■ **RECORDED INFORMATION**:
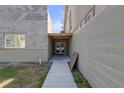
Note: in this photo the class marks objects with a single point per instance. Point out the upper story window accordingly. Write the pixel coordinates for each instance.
(15, 41)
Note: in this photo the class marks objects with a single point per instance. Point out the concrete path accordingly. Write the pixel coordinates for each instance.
(59, 75)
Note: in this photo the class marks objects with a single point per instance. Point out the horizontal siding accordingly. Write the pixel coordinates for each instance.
(100, 44)
(23, 55)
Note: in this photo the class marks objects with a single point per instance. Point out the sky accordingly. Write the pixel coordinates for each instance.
(56, 13)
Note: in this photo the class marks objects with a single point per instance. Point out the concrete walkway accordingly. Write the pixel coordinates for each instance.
(59, 75)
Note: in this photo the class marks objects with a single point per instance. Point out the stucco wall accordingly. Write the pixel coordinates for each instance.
(77, 13)
(100, 44)
(28, 20)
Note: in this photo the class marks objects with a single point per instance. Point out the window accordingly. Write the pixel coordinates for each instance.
(15, 41)
(70, 22)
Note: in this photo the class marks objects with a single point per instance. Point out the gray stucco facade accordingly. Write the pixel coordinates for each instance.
(30, 21)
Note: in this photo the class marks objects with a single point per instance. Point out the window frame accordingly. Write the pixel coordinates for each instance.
(15, 40)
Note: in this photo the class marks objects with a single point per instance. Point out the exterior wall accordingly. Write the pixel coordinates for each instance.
(50, 25)
(101, 48)
(28, 20)
(78, 12)
(50, 41)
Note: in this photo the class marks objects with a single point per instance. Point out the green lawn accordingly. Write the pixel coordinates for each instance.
(23, 76)
(81, 82)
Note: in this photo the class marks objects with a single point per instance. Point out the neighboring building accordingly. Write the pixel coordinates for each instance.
(98, 35)
(23, 33)
(50, 25)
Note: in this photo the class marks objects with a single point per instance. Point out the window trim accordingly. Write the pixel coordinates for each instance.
(15, 40)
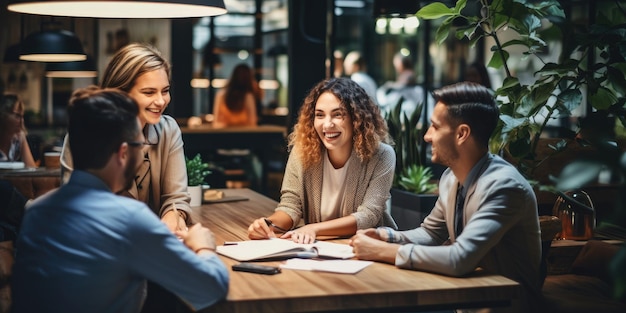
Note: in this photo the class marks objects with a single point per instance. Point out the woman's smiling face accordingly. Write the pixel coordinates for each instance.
(152, 93)
(332, 123)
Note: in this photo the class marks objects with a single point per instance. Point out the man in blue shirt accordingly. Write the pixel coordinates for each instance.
(82, 248)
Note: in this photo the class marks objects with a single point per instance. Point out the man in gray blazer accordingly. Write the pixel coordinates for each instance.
(486, 214)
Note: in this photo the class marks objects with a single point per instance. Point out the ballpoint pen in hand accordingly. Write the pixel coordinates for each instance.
(177, 216)
(270, 224)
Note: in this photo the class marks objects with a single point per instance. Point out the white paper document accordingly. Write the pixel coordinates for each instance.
(334, 266)
(281, 249)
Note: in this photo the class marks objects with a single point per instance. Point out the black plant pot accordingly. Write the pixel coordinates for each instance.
(409, 209)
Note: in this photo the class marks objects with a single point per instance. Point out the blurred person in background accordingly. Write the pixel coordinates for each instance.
(236, 103)
(13, 143)
(355, 67)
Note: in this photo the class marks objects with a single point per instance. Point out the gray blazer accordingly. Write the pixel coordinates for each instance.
(501, 231)
(367, 189)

■ **GIVEN TASK**: Rewrite all of the data above, replacing each "photo" with "image" and changing nothing else. Omit the pictures.

■ **ANSWER**:
Note: in this image the class marks objects with a single point per instance. Point out the upper story window accordingly. Write the pixel coordinates for each instance.
(15, 41)
Note: in this image the class marks objects with a single point per instance. Point out the concrete path accordingly. Write the pixel coordinates for each instance.
(59, 75)
Note: in this image the class marks objects with a single point per instance. Point out the horizontal siding accordingly. Write the pixel coordinates for each instance.
(100, 44)
(23, 55)
Note: in this image the class marks objects with a single point per instance. Point out the sky accordingly. Write the pixel coordinates for each instance.
(56, 13)
Note: in this image the class marks objects with a single point per instance. Point out the concrete walkway accordingly. Write the pixel coordinates for each instance.
(59, 75)
Note: in this image the class marks objects with a single point per instance. Point out the stucco wall accordingly. Write the pixel coordinates for each instance.
(77, 13)
(100, 44)
(28, 20)
Note: in this image the class marks objects with a single point per instance. Point out the window accordingly. Write the pixel coordinates for each instance.
(15, 41)
(70, 22)
Note: in this image the class marks objects with a single point per instance. Point out the gray stucco facade accordingly. Write the pixel coordinates for each instance.
(30, 21)
Note: in this image the class marks objects with a single point per instance. Point out the window frame accordingly. Write the pixel coordinates for each instance.
(15, 40)
Note: in this image the class marks objects with a single point per instance. Point out the exterior wall accordingly. Write the pixel coordinates for each instance.
(50, 25)
(101, 48)
(28, 20)
(78, 12)
(50, 41)
Note: in this image the class marks objects with a single point per instance. Point out the green lawn accordingly. Write the pixel coordinates for each instance.
(23, 76)
(81, 82)
Note: in this image the class marks objects with a single point per instance. Point out the neighboring building accordingly. Write the pixel coordinates for each instance.
(98, 35)
(23, 33)
(50, 25)
Note: in this image the class marks objects with a single point per instance. Point out the window trim accordingly. Write the pixel coordinates for each instance.
(15, 40)
Note: in this image the class marks objects with a single point per instance. Point out the woman's smiling face accordingly. Write the pixel coordinates for each instance.
(152, 93)
(332, 123)
Note: in this image the class marks objects with a single point per instance. Point out the man in blue shirt accordingly. Write the pixel coordinates for each instance.
(82, 248)
Note: in this image the class marks objects with a single point per instance. Point out the man in gray blazer accordingly. Write the pixel coordinates for each instance.
(486, 214)
Note: in this image the class marks objects with a single point per instance. Point out the ballpoint pen in hand accordingly. Write the pixel coordinates for each instance.
(177, 216)
(270, 224)
Note: in this image the class marks objects with a single point per instance. Point out the white paper document accordingly. Write the pixel coordinates for each instance.
(334, 266)
(281, 249)
Note: in this image the class marks objects with a single point per instance. Point out the black plant pot accordingly. Write the pixel coordinates for each instance.
(409, 209)
Note: in this image the class marks objects with a single point per instance. Point out the blurred person in background accordingly. Write the pixel coordinates for each instance.
(236, 103)
(13, 143)
(355, 67)
Note: in this image the class marks objects with a single point per instance. Point out the gray blazer accordingly. Write the pixel coordinates for each instance.
(501, 231)
(367, 189)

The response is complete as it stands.